===== Texto proporcionado =====

Pero, entre batalla y batalla, Carratalá se enamoró perdidamente de una beldad salteña, Anita Gorostiaga, y se dispuso a casarse con ella, pasara lo que pasara. Las cosas se precipitaron cuando el virrey La Serna, en consejo de guerra del 4 de mayo de 1817, dispuso que sus fuerzas se retiraran: había sido decisivo el acuchillamiento de su retaguardia en Humahuaca, por los patriotas del coronel Manuel Eduardo Arias.

Boda en la noche

De acuerdo a la orden de La Serna, la retirada se efectuaría en la oscuridad, para mayor disimulo. En sus memorias, el general Iriarte narra que, esa noche, Carratalá se presentó en su casa y le dijo que quería nombrarlo padrino de casamiento. A Iriarte se le antojó absurdo pensar en una boda, en semejantes circunstancias. “Vaya, no sea usted loco ¡Siempre está de buen humor!”, le dijo.

=====

Copia completo el texto sobre la boda de Carratalá, sin cambiar nada. Los ítems no hacen falta para nada.

===== Ítems proporcionados =====

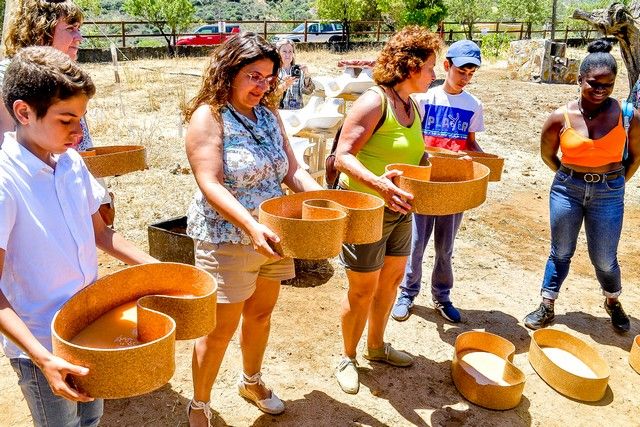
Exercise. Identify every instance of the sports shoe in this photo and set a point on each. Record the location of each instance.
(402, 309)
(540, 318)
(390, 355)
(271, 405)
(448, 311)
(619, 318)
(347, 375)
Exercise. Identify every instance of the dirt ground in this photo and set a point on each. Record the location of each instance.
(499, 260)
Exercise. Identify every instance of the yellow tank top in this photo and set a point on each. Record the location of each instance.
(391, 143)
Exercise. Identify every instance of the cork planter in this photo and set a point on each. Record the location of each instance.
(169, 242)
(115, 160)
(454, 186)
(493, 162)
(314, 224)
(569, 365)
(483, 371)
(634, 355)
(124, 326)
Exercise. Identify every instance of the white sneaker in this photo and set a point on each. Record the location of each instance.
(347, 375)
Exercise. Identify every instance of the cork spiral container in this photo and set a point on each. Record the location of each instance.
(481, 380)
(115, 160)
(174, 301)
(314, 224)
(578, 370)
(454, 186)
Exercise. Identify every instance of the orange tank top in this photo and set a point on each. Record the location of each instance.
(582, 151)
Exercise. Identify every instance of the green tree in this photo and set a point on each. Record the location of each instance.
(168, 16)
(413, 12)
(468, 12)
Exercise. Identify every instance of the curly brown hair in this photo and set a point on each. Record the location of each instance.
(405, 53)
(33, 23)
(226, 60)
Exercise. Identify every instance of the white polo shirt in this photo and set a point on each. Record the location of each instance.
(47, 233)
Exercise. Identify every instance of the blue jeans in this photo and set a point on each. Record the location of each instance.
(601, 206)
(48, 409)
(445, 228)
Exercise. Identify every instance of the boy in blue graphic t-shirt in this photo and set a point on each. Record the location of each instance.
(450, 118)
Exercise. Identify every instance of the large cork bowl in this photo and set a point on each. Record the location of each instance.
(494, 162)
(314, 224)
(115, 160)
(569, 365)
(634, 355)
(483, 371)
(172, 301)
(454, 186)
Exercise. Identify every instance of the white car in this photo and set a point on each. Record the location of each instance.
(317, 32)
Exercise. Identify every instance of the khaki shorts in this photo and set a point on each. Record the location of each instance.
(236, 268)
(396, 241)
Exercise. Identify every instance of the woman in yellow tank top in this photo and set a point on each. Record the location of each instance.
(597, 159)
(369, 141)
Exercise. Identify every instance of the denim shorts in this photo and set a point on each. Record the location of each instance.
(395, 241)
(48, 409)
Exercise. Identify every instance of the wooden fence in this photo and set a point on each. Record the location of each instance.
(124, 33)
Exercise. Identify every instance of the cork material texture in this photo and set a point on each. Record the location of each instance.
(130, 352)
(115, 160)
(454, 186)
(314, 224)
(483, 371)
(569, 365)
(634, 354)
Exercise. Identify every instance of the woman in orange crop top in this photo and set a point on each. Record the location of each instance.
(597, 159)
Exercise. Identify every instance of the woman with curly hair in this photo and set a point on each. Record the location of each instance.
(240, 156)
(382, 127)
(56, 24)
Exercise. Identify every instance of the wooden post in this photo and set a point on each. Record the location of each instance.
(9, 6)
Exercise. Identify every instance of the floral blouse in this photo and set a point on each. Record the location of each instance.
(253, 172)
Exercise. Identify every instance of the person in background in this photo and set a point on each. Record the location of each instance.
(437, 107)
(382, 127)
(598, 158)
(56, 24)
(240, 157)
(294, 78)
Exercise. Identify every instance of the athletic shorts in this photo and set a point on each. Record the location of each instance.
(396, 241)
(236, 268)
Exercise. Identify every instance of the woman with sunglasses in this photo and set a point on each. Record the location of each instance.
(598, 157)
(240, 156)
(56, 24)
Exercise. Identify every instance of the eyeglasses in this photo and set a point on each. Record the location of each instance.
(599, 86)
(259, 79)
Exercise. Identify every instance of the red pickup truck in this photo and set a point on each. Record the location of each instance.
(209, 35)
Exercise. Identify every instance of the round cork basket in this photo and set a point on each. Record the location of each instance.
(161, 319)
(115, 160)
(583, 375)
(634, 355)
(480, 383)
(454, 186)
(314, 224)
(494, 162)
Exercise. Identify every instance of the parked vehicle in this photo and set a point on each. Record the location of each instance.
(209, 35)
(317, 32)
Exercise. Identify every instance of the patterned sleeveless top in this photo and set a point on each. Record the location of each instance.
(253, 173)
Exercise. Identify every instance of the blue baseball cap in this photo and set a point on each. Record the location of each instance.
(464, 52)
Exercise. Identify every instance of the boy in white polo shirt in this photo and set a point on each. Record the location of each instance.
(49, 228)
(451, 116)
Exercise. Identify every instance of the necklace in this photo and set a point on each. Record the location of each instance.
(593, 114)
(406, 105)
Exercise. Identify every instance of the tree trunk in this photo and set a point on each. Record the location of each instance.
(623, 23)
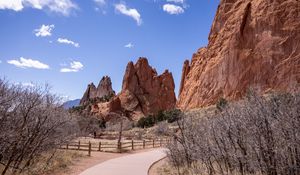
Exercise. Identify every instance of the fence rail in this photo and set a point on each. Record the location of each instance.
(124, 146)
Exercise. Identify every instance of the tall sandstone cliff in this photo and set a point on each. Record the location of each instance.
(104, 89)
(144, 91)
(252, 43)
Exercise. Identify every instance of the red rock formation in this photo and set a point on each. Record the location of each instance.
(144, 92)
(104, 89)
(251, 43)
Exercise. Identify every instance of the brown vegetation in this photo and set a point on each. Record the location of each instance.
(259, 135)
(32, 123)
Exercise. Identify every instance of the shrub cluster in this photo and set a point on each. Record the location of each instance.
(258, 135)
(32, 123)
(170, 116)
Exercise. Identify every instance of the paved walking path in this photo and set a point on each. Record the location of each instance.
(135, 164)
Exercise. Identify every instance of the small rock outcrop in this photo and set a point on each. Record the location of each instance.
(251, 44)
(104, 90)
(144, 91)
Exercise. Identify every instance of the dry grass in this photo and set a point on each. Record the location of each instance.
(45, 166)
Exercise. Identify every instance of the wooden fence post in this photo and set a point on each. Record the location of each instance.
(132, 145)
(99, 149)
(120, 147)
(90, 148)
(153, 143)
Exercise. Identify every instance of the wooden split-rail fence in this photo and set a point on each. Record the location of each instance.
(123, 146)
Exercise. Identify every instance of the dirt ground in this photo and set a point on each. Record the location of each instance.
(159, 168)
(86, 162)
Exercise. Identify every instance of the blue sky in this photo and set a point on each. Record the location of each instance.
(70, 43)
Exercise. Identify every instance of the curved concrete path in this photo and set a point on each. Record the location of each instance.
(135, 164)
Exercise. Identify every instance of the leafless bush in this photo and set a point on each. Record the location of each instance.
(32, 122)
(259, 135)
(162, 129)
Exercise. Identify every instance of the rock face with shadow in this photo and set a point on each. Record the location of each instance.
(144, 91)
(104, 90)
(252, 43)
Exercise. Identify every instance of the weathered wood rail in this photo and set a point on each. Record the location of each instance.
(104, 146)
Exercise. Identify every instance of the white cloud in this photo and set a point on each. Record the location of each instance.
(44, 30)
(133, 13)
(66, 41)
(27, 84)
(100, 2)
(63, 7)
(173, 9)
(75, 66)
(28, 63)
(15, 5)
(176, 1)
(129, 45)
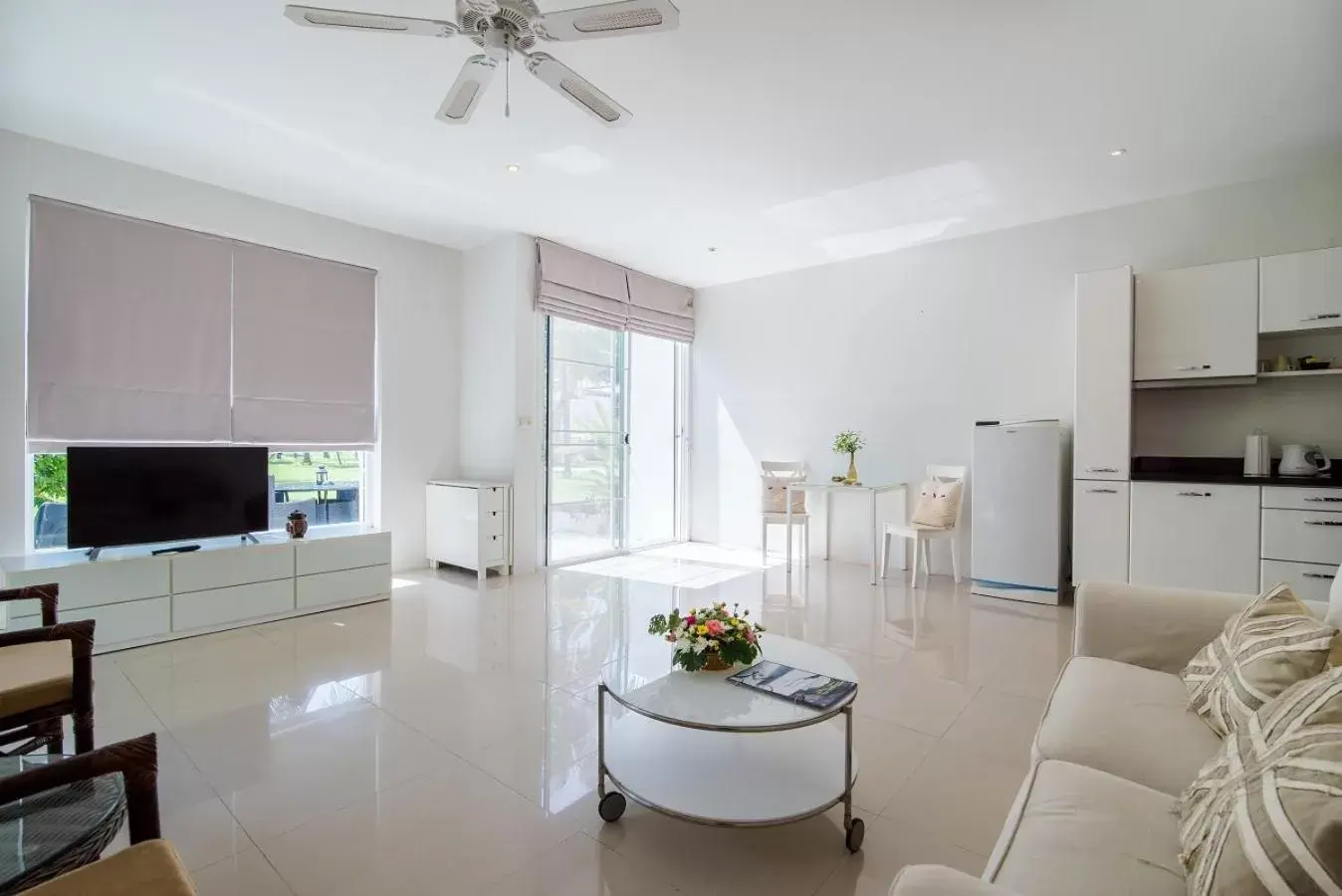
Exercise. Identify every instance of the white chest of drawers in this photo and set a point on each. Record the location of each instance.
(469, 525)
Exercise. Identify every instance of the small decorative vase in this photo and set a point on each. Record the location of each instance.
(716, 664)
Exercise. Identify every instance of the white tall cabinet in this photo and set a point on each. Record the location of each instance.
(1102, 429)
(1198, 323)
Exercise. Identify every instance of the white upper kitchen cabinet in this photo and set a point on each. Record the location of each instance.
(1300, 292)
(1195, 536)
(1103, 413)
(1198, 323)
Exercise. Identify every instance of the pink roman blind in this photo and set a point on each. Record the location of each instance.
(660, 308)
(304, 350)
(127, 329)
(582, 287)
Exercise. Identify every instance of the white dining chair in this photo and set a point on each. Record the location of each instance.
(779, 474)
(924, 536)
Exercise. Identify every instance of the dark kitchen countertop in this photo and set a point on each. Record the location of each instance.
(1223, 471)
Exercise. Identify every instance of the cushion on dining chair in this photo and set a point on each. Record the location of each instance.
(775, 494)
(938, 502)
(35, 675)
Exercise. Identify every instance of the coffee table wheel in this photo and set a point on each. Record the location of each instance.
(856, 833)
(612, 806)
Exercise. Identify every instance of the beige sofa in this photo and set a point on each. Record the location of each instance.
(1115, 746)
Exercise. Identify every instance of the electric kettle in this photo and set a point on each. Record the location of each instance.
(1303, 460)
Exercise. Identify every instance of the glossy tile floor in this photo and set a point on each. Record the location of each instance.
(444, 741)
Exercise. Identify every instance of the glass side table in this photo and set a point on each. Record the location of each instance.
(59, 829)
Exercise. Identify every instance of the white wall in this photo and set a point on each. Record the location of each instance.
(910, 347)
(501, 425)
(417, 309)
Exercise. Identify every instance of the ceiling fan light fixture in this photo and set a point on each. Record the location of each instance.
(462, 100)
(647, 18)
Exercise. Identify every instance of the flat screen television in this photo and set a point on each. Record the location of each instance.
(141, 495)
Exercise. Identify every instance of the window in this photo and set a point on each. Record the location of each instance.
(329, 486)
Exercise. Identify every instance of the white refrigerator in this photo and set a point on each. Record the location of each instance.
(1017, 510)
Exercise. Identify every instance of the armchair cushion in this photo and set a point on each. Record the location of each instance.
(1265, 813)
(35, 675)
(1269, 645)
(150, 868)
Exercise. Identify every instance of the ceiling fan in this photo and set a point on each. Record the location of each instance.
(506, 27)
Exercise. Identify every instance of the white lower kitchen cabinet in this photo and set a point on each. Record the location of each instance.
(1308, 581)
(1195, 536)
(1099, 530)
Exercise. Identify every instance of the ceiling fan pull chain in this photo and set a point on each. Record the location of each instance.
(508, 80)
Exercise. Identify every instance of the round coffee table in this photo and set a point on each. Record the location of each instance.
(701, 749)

=====

• **Resultado esperado**
Pero, entre batalla y batalla, Carratalá se enamoró perdidamente de una beldad salteña, Anita Gorostiaga, y se dispuso a casarse con ella, pasara lo que pasara. Las cosas se precipitaron cuando el virrey La Serna, en consejo de guerra del 4 de mayo de 1817, dispuso que sus fuerzas se retiraran: había sido decisivo el acuchillamiento de su retaguardia en Humahuaca, por los patriotas del coronel Manuel Eduardo Arias.

Boda en la noche

De acuerdo a la orden de La Serna, la retirada se efectuaría en la oscuridad, para mayor disimulo. En sus memorias, el general Iriarte narra que, esa noche, Carratalá se presentó en su casa y le dijo que quería nombrarlo padrino de casamiento. A Iriarte se le antojó absurdo pensar en una boda, en semejantes circunstancias. “Vaya, no sea usted loco ¡Siempre está de buen humor!”, le dijo.